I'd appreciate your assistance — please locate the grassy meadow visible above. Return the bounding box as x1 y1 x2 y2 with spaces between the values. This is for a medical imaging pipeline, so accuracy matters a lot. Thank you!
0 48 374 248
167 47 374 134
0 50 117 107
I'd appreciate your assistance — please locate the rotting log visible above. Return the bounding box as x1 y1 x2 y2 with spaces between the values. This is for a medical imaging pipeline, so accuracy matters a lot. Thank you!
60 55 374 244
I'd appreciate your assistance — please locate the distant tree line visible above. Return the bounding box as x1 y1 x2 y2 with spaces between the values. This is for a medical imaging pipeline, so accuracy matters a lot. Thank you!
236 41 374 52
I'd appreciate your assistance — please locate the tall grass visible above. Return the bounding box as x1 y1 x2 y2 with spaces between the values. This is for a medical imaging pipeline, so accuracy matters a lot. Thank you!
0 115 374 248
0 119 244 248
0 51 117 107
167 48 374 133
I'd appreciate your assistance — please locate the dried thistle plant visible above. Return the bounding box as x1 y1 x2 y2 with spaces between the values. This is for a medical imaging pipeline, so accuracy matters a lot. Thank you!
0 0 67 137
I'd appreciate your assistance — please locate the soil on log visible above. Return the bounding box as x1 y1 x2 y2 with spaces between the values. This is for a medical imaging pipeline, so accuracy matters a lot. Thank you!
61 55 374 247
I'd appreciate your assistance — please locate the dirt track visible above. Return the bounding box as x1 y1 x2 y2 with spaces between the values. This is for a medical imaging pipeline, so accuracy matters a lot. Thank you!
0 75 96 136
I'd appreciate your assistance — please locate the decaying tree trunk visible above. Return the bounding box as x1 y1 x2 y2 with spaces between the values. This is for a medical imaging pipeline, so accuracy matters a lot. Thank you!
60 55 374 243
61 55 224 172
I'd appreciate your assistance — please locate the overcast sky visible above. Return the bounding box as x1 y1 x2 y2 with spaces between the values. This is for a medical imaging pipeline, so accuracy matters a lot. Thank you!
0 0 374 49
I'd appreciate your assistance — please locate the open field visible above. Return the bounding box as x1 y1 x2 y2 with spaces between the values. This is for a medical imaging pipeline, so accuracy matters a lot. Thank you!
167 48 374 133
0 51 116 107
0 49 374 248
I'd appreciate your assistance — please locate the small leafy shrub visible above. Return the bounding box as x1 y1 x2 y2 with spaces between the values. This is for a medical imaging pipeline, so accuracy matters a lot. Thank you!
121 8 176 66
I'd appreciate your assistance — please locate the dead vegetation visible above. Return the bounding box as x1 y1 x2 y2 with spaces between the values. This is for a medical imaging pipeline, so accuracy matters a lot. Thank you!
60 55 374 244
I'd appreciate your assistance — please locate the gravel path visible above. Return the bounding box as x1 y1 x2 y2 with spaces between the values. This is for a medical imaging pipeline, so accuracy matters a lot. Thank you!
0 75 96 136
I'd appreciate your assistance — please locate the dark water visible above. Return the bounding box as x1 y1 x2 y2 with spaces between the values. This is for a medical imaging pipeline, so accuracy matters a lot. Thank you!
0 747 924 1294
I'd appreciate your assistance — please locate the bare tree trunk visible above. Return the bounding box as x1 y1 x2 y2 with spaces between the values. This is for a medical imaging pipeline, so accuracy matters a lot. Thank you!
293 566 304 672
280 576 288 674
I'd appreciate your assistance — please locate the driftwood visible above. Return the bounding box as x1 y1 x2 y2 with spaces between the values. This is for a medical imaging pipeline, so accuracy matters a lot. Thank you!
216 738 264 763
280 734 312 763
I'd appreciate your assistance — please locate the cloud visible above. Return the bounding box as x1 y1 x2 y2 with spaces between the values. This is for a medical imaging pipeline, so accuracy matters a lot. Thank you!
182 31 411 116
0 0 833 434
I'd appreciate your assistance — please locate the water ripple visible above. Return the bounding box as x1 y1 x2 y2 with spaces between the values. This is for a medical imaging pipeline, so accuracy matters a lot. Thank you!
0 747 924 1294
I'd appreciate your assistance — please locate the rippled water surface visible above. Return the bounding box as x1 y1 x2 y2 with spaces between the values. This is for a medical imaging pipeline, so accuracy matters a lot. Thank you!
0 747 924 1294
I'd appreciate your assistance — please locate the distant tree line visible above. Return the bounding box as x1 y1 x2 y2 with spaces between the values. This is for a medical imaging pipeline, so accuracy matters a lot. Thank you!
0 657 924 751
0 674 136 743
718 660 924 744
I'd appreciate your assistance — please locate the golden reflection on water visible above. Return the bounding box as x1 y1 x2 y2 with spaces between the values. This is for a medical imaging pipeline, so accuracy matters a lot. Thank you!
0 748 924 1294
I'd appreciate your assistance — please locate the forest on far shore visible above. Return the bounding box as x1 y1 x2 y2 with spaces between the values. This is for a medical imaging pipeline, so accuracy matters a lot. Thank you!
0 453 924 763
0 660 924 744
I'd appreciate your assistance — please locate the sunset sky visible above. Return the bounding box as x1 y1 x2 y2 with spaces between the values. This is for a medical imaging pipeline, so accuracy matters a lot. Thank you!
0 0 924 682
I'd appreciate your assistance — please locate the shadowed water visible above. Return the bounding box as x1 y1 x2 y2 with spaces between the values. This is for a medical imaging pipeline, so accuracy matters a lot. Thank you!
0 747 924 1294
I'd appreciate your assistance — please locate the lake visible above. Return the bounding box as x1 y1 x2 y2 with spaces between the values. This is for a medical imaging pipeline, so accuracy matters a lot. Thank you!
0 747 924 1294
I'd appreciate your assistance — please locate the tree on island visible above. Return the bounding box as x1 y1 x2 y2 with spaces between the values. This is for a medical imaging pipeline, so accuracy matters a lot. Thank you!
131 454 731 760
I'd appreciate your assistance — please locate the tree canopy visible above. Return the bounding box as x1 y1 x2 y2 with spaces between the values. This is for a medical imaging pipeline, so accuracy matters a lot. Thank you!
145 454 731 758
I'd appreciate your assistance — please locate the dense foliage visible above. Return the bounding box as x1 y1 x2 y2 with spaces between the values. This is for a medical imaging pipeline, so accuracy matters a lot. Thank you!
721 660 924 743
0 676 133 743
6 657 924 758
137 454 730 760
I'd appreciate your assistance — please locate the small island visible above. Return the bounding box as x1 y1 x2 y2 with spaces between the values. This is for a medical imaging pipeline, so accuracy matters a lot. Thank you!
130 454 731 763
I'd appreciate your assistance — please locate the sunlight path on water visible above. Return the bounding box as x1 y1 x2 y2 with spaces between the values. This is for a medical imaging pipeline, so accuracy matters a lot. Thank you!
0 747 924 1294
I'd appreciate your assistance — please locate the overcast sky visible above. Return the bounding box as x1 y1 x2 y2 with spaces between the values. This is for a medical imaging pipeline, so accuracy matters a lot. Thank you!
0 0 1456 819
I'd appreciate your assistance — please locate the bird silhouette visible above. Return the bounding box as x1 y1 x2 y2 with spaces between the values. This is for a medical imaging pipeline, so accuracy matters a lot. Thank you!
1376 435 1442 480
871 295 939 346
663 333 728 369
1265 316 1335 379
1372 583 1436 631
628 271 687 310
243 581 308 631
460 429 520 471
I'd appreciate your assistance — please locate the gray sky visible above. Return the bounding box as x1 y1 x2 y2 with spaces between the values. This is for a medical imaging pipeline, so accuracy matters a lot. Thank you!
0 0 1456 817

■ ■ ■ ■ ■ ■ ■

Problem to work on: Please revise the lines above so that every "bounding box" becomes "enclosing box", leaving everything else unchanged.

Solved problem:
I'd appreciate your assistance — please locate the grassy meadow visible above. Return the enclosing box as x1 y1 x2 y2 with spaces between the values. This is for a medical imaging pipeline, so accuracy matters a lot. Thank you!
0 48 374 248
167 47 374 134
0 50 117 107
I'd appreciate your assistance — please locate the rotting log visible above. Return the enclosing box as x1 y1 x2 y2 with spaces between the values. This is for a medical imaging pipeline, so accuracy matters a lot. Thank you!
60 55 374 244
I'd appreciate your assistance — please locate the distant tree line visible above. Return the enclosing box as x1 y1 x2 y2 with spaces between the values. This is for a medical imaging pipeline, so accuracy matters a lot. Thank you!
236 41 374 52
I'd appreciate your assistance — please locate the tall grass visible above. Return the enclosing box as x1 y1 x2 y2 with spaces between the values. This is for a medical imaging pipeline, so accuracy matters a lot. Thank you!
0 115 374 248
0 119 244 248
0 51 117 107
167 48 374 133
I'd appreciate your assistance — please locate the dried thistle plant visible above. Return the enclosing box as x1 y1 x2 y2 with spaces between the values. This is for a medical imaging pipeline, so accuracy matters a lot. Thank you!
0 0 67 137
I'd appreciate your assistance — please locate the soil on log visible above. Return the enclosing box as x1 y1 x2 y2 with spaces between the values. This is for a medical imaging pipeline, so accuracy matters a lot. Thank you!
61 55 374 247
I'd appreciate your assistance — please locate the dirt track visible above. Return the enclosing box as x1 y1 x2 y2 with spaces between the values. This is for a medical imaging pipeline, so accuracy matters a lot. Thank you!
0 75 96 136
I'd appreciate your assistance — please locate the decaying tree trunk visible above. Return the enclosing box as x1 y1 x2 y2 with spaces between the values. This is for a medical imaging pipeline, so accuracy matters a lot. Thank you!
60 55 374 243
61 55 224 172
I'd appreciate your assistance — please locate the overcast sky visible above. Return the enclosing box as x1 y1 x2 y2 with spaces between the values. This is for a medical imaging pipeline, so accuracy matters a lot. Thank you!
0 0 374 49
I'd appreciate your assistance — please locate the open field visible above. Return the enclosing box as x1 y1 x2 y2 with spaces between the values. This is for a medical imaging pipeline, so accuracy matters a lot. Thank you!
167 48 374 133
0 51 116 107
0 49 374 248
I'd appreciate your assistance — please locate the small leafy shrub visible above. Return the enclosing box as x1 y1 x2 y2 with spaces between the values. This is for a medical imaging pipeline, so accuracy matters a lot. Thank you!
121 8 176 66
I'd appreciate your assistance — please locate the dead vegetation visible above. Return the enclosing box as x1 y1 x2 y2 with spaces between the values. This is for a medical imaging pipeline, so accuracy matters a lot. Thank you!
60 55 374 244
I'd appreciate your assistance — please locate the gravel path visible above. Return the enclosing box as x1 y1 x2 y2 with spaces between the values. This is for a medical imaging pipeline, so accuracy matters a lot. Thank you!
0 75 96 136
I'd appreciate your assistance — please locate the dark water visible above. Return the enclosing box as x1 y1 x2 y2 with spaces between the values. This is for a medical imaging pipeline, so accuracy matters a lot. Thank you!
0 747 924 1294
I'd appreciate your assistance — please locate the bare tree trunk visible above. Return the enclosing box as x1 y1 x2 y2 with spaces between the values. This is for a medical imaging pipeline, so accuracy matters a lot. Thank you!
293 566 304 672
280 576 288 674
I'd appreciate your assistance — please locate the driftwood visible above. Return the enclosing box as x1 y1 x2 y2 with spaces between the values. This is for a medical imaging pipeline, so accuracy matters a lot. Thank you!
216 738 264 763
280 734 312 763
I'd appreciate your assistance — please locate the cloud visible above. Return the enclosing box as x1 y1 x2 y2 with spaces between the values. This is for a medical imaging pipeline, so accuracy matters a lot. Thank you!
182 31 411 116
0 0 833 434
I'd appreciate your assistance — please locate the water ripple visible above. Return the enclosing box as x1 y1 x2 y2 with spaces between the values. This is for a medical imaging pipeline, so accuracy matters a lot. Thank you!
0 747 924 1294
I'd appreciate your assistance — please locate the rippled water surface visible above. Return the enclosing box as x1 y1 x2 y2 with spaces between the values. This is for a medical imaging pipeline, so accuracy matters a lot. Thank you!
0 747 924 1294
I'd appreciate your assistance — please locate the distant tree line visible above. Return the enclosing box as x1 y1 x2 y2 with spaces between the values. This is for a medical imaging pipeline, so accuracy matters a lot. Thank you!
0 657 924 751
0 674 136 743
718 660 924 744
I'd appreciate your assistance — please locate the golden reflection on water visible above. Return the enclosing box as x1 y1 x2 y2 with spaces between the values. This is for a medical imaging pipeline, so accuracy matters a lot. Thank you!
0 748 924 1294
I'd appreciate your assistance — please locate the forest on far shore visible above. Return the enclosing box as x1 y1 x2 y2 with spaces between the values. This is for a medical imaging pipeline, so accuracy matters a lot. Thank you!
0 453 924 763
0 660 924 744
I'd appreciate your assistance — please locate the sunset sky visible above. Return the enclosing box as x1 y1 x2 y2 with spaces between the values. This is for a medical imaging pipeline, so accuracy matters a lot. Thank you!
0 0 924 682
I'd appreciate your assistance — please locate the shadowed water visible above. Return the enclosing box as x1 y1 x2 y2 with spaces between the values. This is for a medical imaging pipeline, so accuracy matters a lot. Thank you!
0 747 924 1294
I'd appreciate your assistance — please locate the lake visible above. Return the enclosing box as x1 y1 x2 y2 with spaces between the values. This is for a medical imaging pipeline, so accuracy matters a lot. Thank you!
0 747 924 1294
I'd appreciate your assistance — please locate the tree on island visible above. Return the enclosing box as x1 y1 x2 y2 with spaces between the values. This is for a medical imaging pipeline, so accuracy matters a lot. Thank you!
131 454 731 760
I'd appreciate your assistance — please locate the tree canopy visible above. Return the enclosing box as x1 y1 x2 y2 with spaces between the values. This is for a medical imaging pipeline, so accuracy matters a lot. Thank you!
145 454 731 758
I'd appreciate your assistance — please locate the dense foliage visible above. Return the enclosing box as x1 y1 x2 y2 with spaces between the values. This is for a medical imaging pipeline, so accuracy matters a lot. Thank you!
721 660 924 743
0 676 133 743
6 657 924 758
137 454 730 760
I'd appreciate your assistance — please locate the small island visible above. Return the enclosing box as x1 y1 x2 y2 with spaces between the values. This is for a medical imaging pipeline, so accuracy matters a lot. Thank you!
130 454 731 763
I'd appreciate your assistance — please locate the sunlight path on water visible above. Return the enclosing box as x1 y1 x2 y2 with spaces between the values. This is for a medical imaging pipeline, so accuracy matters a lot. Thank you!
0 747 924 1294
I'd appreciate your assistance — please locate the overcast sky visible above. Return the enclosing box as x1 y1 x2 y2 with spaces between the values. This is for a medical imaging pipeline, so accuracy matters a lot. Thank you!
0 0 1456 819
I'd appreciate your assistance — please locate the bird silhouette visible above. Return the enclosing box as x1 y1 x2 y2 with spaces between the values. This is for a medical imaging pipeline, so accuracy matters a lot. Thank you!
1376 435 1442 480
871 295 939 346
663 333 728 369
1265 316 1335 379
1372 583 1436 631
628 271 687 310
243 581 308 631
460 429 520 471
I'd appreciate your assistance — please locate the gray sky visible above. Return the enclosing box as x1 y1 x2 y2 with spaces between the values. This is for a medical imaging pipeline, so accuracy matters a lot. Thank you!
0 0 1456 817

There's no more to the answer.